>> start Given text
V. E. Schwab – The Invisible Life of Addie LaRue

My relationship with V. E. Schwab’s books is complicated. I loved A Darker Shade of Magic, was incredibly disappointed in its sequel, and found the conclusion to that trilogy only okay. But then I heard what she had taken on in her latest novel, and people – especially ones who didn’t like Schwab’s writing – posted rave reviews about this book. So I got drawn in by the hype and tried it myself. With mixed results.

THE INVISIBLE LIFE OF ADDIE LARUE
by V. E. Schwab

Published: Tor, 2020
eBook: 448 pages
Audiobook: 17 hours 10 minutes
Standalone
My rating: 5/10

Opening line: A girl is running for her life.

France, 1714: in a moment of desperation, a young woman makes a Faustian bargain to live forever-and is cursed to be forgotten by everyone she meets.
Thus begins the extraordinary life of Addie LaRue, and a dazzling adventure that will play out across centuries and continents, across history and art, as a young woman learns how far she will go to leave her mark on the world.
But everything changes when, after nearly 300 years, Addie stumbles across a young man in a hidden bookstore, and he remembers her name.
In the vein of The Time Traveler’s Wife and Life After Life, The Invisible Life of Addie LaRue is New York Times bestselling author V. E. Schwab’s #1 New York Times Bestselling Author genre-defying tour de force.

I was determined to love this book when I started. A young French girl makes a deal with the devil for eternal life but the price she pays is that everyone immediately forgets her and she can’t leave a mark on the world. She can’t even say her name or write anything down. I mean, what a great idea, what a great sfnal riff on Faust, right? Well…
For a book that I went into wanting to love it, it is truly impressive how much of a let down it turned out to be. There were so many little things that bothered me and they added up to a big pile of dislikes.

First and foremost, the plot was soooooo predictable. I mean, you could guess it after Addie and Henry’s first meeting. Maybe some minor things weren’t obvious from miles away, but all the big plot beats were easy to guess and that took a lot of suspense out of a story that could have been so exciting.
It takes half the novel to even catch up to what we’ve already been told by the synopsis. I’m not saying there weren’t any interesting moments to be found in the first half of the book but there’s nothing truly surprising or innovative. Addie makes a deal with the devil (or a devil), lives forever, is forgotten by everyone and eventually meets one person, one guy, who does remember her. That’s literally what the back of the book says and it takes up half of its pages!

The switches between past and present make the story easy enough to read and I never quite felt bored but I was also never truly hooked. After all, I already knew certain things from the synopsis and reading about them in slightly more detail wasn’t exactly riveting. I did like seeing Addie’s beginnings as a cursed human. Figuring out what exactly her curse means and learning how to live a life – no matter how long – when nobody remembers her, presented quite the challenge. There are so many little things I didn’t consider like renting a place to live, or later opening a bank account, working a job… none of that is possible for Addie because as soon as she’s out of sight people don’t remember who she is. And she couldn’t even sign her name if someone did remember her. It’s a really cool concept and Schwab showed us glimpses of Addie’s trouble finding her way but I was constantly hoping for more depth, more insight into what this does to a person’s mind. Being this non-entity in the eyes of everyone else, never having a place you can call home, not having any friends or relationships that last longer than a few hours… That shit does something to you. But sadly, all we get is telling, not showing, of these troubles and Addie doesn’t really change because of this.
>> end Given text
>> start Stored rows
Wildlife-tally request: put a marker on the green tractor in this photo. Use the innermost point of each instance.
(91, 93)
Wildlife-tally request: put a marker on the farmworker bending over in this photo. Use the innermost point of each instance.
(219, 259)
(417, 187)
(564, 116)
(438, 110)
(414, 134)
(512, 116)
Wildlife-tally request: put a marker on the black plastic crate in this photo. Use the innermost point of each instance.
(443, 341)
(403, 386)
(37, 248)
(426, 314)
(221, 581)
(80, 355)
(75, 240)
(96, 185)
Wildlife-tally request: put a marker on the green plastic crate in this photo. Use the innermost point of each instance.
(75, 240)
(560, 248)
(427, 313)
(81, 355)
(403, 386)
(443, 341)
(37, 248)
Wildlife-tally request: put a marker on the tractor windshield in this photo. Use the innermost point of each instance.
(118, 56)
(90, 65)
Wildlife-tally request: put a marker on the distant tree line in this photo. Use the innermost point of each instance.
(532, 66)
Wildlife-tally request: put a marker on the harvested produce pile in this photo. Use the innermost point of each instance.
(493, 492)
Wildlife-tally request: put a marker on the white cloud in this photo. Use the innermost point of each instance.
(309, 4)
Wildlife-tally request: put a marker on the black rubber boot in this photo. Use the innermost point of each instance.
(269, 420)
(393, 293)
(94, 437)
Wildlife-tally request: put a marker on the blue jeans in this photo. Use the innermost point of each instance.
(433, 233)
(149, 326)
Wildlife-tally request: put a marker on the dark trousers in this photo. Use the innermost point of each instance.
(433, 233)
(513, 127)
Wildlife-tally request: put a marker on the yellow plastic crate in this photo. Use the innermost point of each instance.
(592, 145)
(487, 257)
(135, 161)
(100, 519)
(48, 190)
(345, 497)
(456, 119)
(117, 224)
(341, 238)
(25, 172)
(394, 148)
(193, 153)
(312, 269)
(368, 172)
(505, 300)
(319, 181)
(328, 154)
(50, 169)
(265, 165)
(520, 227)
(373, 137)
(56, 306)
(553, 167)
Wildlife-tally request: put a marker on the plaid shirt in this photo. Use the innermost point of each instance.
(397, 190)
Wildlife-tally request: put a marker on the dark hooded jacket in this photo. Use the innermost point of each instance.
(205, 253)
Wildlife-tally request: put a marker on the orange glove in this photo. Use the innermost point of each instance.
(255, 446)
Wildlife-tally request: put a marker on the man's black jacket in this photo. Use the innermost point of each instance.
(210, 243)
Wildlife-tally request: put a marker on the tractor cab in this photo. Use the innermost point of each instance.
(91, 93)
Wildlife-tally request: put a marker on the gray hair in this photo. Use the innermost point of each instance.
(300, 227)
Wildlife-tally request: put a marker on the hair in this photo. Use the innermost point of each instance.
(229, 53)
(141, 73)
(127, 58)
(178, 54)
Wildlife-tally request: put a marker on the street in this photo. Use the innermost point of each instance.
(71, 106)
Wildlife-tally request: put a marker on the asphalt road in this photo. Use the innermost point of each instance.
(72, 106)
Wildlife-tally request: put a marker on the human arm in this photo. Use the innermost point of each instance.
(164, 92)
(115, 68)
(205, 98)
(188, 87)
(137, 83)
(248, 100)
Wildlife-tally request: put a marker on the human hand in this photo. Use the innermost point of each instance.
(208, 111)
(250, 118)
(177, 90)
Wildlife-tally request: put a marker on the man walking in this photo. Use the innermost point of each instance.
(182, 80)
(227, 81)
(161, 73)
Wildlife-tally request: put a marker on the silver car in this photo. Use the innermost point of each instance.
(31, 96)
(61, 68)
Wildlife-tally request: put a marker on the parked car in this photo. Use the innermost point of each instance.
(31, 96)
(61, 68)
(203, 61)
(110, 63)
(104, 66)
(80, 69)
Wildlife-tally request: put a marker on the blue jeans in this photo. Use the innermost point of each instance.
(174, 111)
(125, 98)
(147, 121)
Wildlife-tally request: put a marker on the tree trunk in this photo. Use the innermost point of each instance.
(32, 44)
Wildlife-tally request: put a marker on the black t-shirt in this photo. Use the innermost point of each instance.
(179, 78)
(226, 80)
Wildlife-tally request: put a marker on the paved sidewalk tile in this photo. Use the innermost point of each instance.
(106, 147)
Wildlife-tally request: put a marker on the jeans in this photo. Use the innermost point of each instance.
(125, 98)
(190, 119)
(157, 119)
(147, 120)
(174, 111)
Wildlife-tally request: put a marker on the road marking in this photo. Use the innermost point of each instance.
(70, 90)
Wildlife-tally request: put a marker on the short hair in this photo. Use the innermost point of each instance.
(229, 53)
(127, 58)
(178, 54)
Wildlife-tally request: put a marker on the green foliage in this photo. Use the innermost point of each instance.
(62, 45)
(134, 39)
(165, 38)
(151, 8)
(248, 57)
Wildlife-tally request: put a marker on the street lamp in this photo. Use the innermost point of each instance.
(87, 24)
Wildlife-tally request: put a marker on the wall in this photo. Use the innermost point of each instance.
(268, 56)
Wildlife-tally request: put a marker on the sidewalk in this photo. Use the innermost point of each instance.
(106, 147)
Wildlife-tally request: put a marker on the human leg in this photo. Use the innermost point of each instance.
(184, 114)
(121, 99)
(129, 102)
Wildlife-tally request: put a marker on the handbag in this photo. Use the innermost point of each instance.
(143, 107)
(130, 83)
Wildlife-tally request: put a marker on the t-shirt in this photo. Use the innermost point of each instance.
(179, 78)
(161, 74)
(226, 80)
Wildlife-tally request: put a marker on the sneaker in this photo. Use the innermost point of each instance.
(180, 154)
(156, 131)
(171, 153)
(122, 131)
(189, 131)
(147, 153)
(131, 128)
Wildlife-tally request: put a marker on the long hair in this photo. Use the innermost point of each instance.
>> end Stored rows
§ **Short task 1**
What rating out of ten does the review give the novel?
§ **Short task 2**
Using the review, explain why Addie cannot rent a place to live, open a bank account, or work a job.

§ **Worked solution 1**
5/10

§ **Worked solution 2**
As soon as Addie is out of sight, people no longer remember who she is. Even if someone did remember her, she couldn't sign her name.